The problem
Print, exactly as given, each line of the data from the line containing "For the benchmark, mark each instance of the branch" up to and including its last line.

The input
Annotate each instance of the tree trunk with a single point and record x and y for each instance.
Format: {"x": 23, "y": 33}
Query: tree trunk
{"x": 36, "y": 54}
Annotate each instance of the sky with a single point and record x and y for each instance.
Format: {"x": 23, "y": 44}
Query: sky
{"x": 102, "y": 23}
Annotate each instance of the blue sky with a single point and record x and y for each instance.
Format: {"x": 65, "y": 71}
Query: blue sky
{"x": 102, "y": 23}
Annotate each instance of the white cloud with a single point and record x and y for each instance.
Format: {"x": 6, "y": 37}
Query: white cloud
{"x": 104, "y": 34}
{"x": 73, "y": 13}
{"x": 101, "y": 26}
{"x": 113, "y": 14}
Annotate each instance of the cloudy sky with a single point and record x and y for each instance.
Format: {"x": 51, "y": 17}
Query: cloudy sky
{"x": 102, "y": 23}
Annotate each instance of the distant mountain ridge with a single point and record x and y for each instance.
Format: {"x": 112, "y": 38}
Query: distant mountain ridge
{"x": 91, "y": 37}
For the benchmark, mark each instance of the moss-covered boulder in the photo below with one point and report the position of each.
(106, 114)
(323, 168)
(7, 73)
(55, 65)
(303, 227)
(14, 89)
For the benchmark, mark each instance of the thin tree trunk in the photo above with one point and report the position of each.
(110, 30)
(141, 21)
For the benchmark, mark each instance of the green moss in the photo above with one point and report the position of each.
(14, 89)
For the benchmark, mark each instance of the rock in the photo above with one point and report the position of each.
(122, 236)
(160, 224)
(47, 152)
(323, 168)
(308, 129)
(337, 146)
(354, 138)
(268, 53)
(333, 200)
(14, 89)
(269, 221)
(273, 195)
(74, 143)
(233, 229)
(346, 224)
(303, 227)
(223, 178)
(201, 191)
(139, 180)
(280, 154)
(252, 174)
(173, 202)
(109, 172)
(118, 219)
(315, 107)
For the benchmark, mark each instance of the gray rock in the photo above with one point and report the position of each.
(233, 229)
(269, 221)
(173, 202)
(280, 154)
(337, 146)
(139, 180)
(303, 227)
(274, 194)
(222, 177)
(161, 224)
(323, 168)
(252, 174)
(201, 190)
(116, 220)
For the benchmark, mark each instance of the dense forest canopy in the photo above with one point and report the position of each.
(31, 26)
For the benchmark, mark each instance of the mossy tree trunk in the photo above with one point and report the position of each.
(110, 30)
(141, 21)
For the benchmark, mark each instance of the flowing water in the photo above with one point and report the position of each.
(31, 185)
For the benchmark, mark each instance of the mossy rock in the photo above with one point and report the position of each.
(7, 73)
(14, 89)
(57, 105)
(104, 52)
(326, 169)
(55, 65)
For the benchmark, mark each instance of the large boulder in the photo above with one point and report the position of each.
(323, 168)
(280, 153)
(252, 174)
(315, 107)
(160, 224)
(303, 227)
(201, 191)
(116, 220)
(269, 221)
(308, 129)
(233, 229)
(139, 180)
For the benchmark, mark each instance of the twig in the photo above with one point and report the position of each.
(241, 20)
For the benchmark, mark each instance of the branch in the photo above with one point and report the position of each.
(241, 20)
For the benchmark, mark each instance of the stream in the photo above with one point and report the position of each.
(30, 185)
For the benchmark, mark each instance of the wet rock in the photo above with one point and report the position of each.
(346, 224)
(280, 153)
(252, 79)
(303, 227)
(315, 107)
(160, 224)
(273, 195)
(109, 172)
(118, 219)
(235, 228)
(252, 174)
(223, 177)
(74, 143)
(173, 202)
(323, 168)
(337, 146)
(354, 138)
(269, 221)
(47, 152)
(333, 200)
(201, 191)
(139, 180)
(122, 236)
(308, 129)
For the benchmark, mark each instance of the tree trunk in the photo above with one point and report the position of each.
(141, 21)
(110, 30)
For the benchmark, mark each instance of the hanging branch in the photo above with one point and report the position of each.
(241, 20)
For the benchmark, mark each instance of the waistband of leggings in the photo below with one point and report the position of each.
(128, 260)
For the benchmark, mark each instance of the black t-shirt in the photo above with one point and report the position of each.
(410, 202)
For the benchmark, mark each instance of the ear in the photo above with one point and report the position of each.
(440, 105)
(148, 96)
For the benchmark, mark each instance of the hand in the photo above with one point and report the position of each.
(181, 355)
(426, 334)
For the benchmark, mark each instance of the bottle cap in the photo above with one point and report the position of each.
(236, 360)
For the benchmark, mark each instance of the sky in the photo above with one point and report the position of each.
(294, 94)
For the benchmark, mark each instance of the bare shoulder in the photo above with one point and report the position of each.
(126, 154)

Worked solution
For the benchmark, mark each instance of the branch in the photo above with one point and report the position of each.
(241, 20)
For the benchmark, mark each instance of the stream in the photo above with one point and report the position of each.
(30, 185)
For the benchmark, mark each instance of the wet rock in the photo above with one point and report the position of each.
(346, 224)
(280, 153)
(252, 79)
(303, 227)
(315, 107)
(160, 224)
(273, 195)
(109, 172)
(118, 219)
(235, 228)
(252, 174)
(223, 177)
(74, 143)
(173, 202)
(323, 168)
(337, 146)
(354, 138)
(269, 221)
(47, 152)
(333, 200)
(201, 191)
(139, 180)
(122, 236)
(308, 129)
For the benchmark, mark each instance of the tree trunk in the photo above with one point and report the position of each.
(141, 21)
(110, 30)
For the benchmark, mark each instance of the hanging branch in the photo above with one point and report the position of each.
(241, 20)
For the benchmark, mark each instance of the waistband of leggings in the photo below with one point and report the position of each.
(128, 260)
For the benchmark, mark each instance of the black t-shirt in the photo above with one point and report the position of each.
(410, 202)
For the benchmark, mark each instance of the ear in the photo above with one point and report the position of each.
(440, 105)
(148, 96)
For the benchmark, mark each instance of the hand in the photo above with one point and report the position of each.
(181, 355)
(426, 334)
For the benchmark, mark each instance of the bottle cap in the photo above with one point and report the position of each.
(236, 360)
For the benchmark, mark each instance of the sky in the photo above with one point and report the position of each.
(294, 94)
For the benchmark, mark each instance of the bare shoulder in the photo above with one point and report the position of each.
(126, 154)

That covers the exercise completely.